*Set task*
Format the stretch from the start of the records through the line containing "400, 441, 442, 480" as a numbered list, skipping blank lines. Leave the pictures out of your answer.

Annotated coordinate records
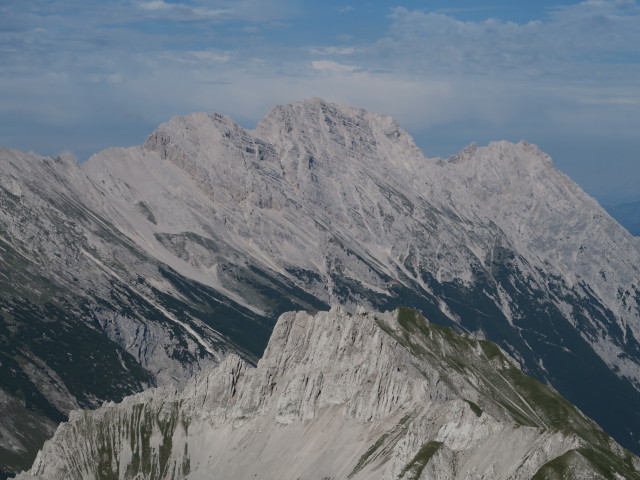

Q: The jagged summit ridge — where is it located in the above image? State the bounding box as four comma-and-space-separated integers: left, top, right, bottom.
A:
19, 308, 640, 480
0, 99, 640, 476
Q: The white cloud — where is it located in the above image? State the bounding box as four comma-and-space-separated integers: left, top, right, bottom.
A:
309, 47, 356, 55
311, 60, 358, 72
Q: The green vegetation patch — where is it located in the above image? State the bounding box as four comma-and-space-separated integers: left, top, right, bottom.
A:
400, 441, 442, 480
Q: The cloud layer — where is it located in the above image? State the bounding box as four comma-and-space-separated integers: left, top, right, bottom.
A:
0, 0, 640, 199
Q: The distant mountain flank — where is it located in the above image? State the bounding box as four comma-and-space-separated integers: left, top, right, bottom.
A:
0, 98, 640, 474
19, 308, 640, 480
604, 201, 640, 237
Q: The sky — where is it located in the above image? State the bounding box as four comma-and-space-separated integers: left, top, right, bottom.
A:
0, 0, 640, 204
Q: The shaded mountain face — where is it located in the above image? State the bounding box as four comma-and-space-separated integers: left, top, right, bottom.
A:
604, 202, 640, 237
19, 308, 640, 480
0, 99, 640, 468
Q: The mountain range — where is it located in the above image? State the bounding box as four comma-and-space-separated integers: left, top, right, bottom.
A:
0, 99, 640, 472
18, 307, 640, 480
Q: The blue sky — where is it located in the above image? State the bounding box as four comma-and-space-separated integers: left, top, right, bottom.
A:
0, 0, 640, 203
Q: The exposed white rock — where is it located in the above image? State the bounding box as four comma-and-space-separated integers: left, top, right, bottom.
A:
18, 308, 640, 480
0, 99, 640, 472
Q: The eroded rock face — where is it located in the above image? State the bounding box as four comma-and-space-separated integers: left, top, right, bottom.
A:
0, 99, 640, 470
19, 308, 640, 480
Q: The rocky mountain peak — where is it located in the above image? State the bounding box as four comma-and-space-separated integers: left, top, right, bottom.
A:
18, 308, 640, 480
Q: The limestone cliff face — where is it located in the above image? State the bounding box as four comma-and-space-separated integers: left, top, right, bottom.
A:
19, 308, 640, 480
0, 98, 640, 477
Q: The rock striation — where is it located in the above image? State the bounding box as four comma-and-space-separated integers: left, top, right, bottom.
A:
0, 99, 640, 470
18, 307, 640, 480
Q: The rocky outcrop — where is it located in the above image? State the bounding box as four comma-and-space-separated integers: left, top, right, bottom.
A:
19, 308, 640, 480
0, 99, 640, 470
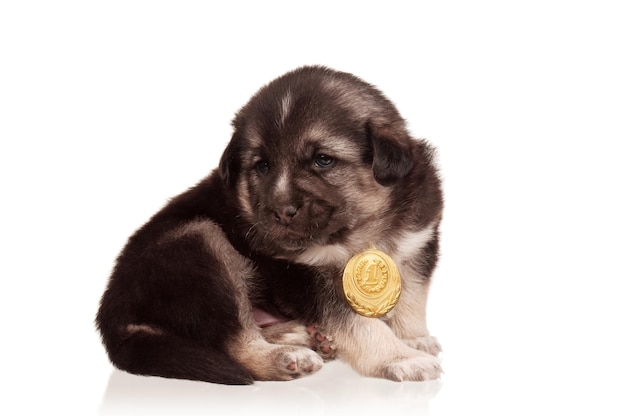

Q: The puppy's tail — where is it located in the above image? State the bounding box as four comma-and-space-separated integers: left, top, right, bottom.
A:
103, 331, 254, 384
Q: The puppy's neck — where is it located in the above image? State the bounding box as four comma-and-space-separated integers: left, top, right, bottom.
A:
291, 223, 435, 268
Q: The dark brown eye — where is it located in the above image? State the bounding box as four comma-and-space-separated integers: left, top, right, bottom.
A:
315, 153, 335, 169
254, 160, 270, 175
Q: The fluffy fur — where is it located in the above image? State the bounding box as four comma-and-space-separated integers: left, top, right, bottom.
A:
96, 67, 443, 384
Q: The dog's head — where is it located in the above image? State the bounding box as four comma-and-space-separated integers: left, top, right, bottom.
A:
220, 67, 414, 256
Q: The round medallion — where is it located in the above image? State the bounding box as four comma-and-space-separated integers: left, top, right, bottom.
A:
343, 249, 401, 318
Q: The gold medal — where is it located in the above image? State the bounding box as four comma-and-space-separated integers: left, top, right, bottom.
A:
343, 248, 402, 318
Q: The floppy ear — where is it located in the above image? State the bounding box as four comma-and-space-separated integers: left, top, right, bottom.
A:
366, 122, 414, 186
219, 135, 240, 187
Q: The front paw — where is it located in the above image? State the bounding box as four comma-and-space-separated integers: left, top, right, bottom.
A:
404, 335, 441, 356
382, 352, 441, 381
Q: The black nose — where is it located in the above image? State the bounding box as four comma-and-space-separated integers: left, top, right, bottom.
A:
274, 205, 298, 226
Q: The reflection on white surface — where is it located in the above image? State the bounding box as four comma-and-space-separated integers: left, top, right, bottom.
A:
99, 361, 442, 416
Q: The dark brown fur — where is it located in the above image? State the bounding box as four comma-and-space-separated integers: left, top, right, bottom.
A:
96, 67, 442, 384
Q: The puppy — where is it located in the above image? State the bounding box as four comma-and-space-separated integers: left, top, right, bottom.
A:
96, 66, 443, 384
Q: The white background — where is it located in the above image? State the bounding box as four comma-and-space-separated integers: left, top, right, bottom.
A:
0, 0, 626, 415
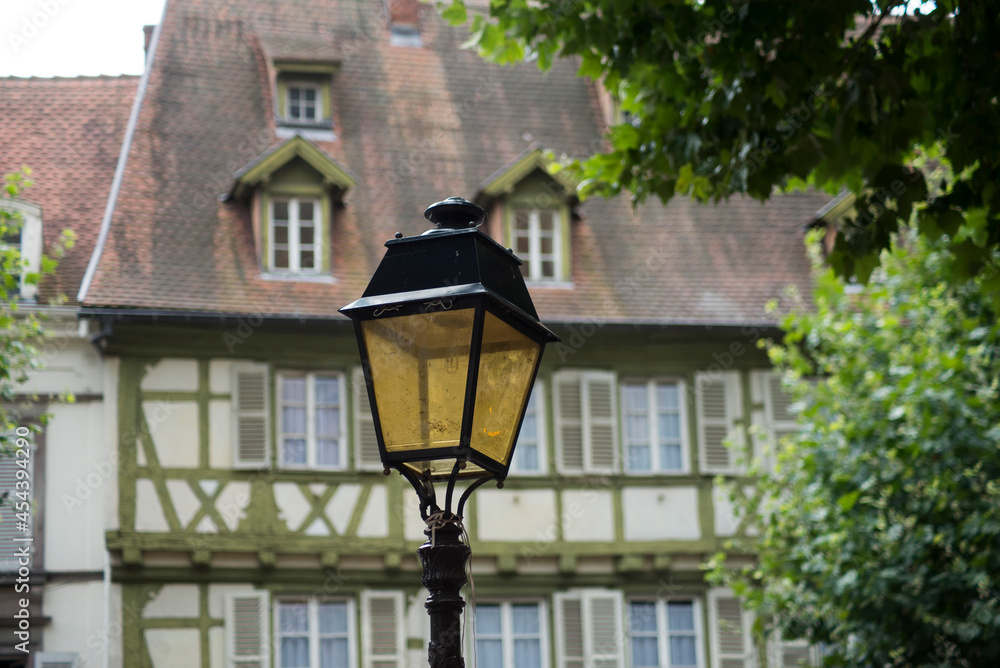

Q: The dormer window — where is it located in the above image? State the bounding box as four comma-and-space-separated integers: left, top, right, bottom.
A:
477, 144, 576, 286
285, 82, 323, 123
511, 208, 564, 281
231, 136, 355, 281
258, 33, 340, 141
269, 197, 326, 273
0, 198, 42, 301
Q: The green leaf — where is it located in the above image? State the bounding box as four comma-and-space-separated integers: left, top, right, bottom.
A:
441, 0, 468, 26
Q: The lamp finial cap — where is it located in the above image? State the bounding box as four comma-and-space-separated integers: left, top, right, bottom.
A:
424, 197, 487, 230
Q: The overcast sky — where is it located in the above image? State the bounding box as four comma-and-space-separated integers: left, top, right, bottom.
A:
0, 0, 165, 77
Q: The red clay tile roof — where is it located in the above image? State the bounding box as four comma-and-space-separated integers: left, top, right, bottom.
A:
78, 0, 828, 325
0, 76, 139, 302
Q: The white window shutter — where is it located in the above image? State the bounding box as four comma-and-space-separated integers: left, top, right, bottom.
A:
583, 371, 618, 473
232, 364, 271, 469
34, 652, 80, 668
351, 367, 382, 471
583, 589, 625, 668
708, 589, 756, 668
361, 591, 406, 668
552, 592, 587, 668
552, 371, 583, 474
695, 371, 744, 473
225, 592, 271, 668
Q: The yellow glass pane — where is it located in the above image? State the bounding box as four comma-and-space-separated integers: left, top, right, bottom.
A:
471, 311, 542, 465
361, 309, 475, 452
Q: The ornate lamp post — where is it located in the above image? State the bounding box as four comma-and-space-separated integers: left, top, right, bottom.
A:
340, 197, 558, 668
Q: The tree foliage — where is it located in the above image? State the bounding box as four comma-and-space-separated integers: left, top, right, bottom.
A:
0, 169, 73, 456
716, 232, 1000, 668
443, 0, 1000, 284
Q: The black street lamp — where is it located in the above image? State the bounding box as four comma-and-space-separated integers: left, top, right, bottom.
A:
340, 197, 558, 668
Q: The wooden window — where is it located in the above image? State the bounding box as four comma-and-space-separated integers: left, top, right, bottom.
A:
274, 597, 355, 668
277, 372, 347, 469
621, 380, 690, 473
510, 382, 548, 475
629, 600, 703, 668
511, 209, 565, 281
475, 601, 549, 668
553, 589, 626, 668
225, 592, 271, 668
552, 371, 619, 474
708, 589, 756, 668
268, 197, 326, 274
0, 445, 32, 573
695, 371, 746, 474
0, 200, 42, 301
231, 363, 271, 469
285, 81, 323, 122
361, 591, 406, 668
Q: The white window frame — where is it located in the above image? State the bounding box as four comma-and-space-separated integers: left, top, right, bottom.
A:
274, 370, 349, 471
510, 206, 565, 282
466, 598, 551, 668
267, 196, 326, 274
510, 380, 549, 476
625, 596, 706, 668
271, 596, 358, 668
285, 79, 327, 123
619, 377, 691, 476
0, 200, 42, 301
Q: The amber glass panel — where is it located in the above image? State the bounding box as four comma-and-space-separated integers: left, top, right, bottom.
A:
471, 311, 542, 466
361, 308, 475, 452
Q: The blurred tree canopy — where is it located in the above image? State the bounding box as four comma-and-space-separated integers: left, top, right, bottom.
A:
441, 0, 1000, 294
715, 235, 1000, 668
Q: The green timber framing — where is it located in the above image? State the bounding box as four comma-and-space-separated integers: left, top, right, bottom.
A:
94, 312, 776, 668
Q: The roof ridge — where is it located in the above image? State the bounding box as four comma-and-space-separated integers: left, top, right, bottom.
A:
76, 0, 170, 304
0, 74, 143, 83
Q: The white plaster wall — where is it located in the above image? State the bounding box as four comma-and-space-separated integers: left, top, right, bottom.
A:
101, 357, 121, 529
142, 585, 200, 618
208, 360, 233, 394
476, 489, 558, 542
215, 480, 250, 531
358, 485, 389, 538
208, 626, 227, 668
42, 580, 122, 668
135, 478, 169, 532
712, 486, 740, 536
208, 400, 233, 469
140, 359, 198, 392
20, 329, 104, 394
43, 402, 111, 571
142, 401, 198, 468
562, 489, 615, 541
167, 480, 201, 529
274, 482, 312, 531
712, 486, 758, 536
622, 486, 701, 540
145, 629, 201, 668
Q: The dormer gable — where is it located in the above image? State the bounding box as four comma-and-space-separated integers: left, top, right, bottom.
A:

*Worked solution*
1. Q: The jagged summit ridge — where is it located in the above image? State the bounding box as four comma-and-space-separated integers: left, top, right, bottom.
2. A:
3. 19, 308, 640, 480
4. 0, 99, 640, 476
5. Q: The white cloud — where is it located in the above image? State the bounding box as four comma-and-space-separated integers: left, top, right, bottom.
6. A:
7. 309, 47, 356, 55
8. 311, 60, 358, 72
9. Q: The green vegetation patch — where is it located in the above image? State the bounding box as four comma-and-space-separated integers: left, top, right, bottom.
10. A:
11. 400, 441, 442, 480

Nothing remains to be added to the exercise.